--- SOURCE MATERIAL ---
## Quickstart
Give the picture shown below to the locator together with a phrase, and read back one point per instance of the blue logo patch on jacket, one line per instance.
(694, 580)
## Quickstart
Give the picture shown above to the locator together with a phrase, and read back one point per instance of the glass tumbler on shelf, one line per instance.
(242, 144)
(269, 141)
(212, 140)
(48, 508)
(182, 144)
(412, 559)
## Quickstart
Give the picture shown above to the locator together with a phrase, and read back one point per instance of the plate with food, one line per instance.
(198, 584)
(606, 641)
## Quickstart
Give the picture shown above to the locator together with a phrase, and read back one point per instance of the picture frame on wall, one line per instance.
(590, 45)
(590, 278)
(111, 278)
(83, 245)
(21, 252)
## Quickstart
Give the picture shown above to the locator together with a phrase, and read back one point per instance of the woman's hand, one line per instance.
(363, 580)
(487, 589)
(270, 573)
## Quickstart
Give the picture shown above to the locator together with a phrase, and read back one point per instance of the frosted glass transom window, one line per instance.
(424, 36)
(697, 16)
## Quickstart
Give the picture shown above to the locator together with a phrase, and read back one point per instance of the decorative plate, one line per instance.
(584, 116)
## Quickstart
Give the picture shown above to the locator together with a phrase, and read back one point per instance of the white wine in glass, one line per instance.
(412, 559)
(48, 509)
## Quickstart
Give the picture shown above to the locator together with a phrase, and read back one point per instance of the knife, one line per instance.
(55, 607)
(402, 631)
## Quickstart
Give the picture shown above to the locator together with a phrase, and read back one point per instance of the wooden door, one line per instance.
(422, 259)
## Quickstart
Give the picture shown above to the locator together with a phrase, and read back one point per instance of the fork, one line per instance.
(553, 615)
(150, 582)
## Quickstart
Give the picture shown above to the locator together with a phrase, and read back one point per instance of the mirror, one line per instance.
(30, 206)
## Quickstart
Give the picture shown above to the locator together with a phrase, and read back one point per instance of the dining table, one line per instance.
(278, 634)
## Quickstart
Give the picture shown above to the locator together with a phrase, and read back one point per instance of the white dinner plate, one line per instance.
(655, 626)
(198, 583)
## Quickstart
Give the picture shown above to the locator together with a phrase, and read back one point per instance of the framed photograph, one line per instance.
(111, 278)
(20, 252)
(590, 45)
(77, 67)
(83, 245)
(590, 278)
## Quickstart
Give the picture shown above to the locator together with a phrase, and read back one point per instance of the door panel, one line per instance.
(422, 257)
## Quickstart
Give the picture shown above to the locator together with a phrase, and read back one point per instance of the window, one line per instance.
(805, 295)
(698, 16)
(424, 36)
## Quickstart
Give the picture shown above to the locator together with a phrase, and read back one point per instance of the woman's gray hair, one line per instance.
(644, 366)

--- SET TASK ---
Find every line in the listing above that contains the string "window", matching case exactly, and copy each of those lines.

--- RESULT OF THE TASK ---
Give the picture shown above to the locator together with a phrase, and read back one point per instance of the frosted glass transom window, one line per instance.
Give the picture shown above to the locator together with a phrase, and read back one point per instance of the window, one line per instance.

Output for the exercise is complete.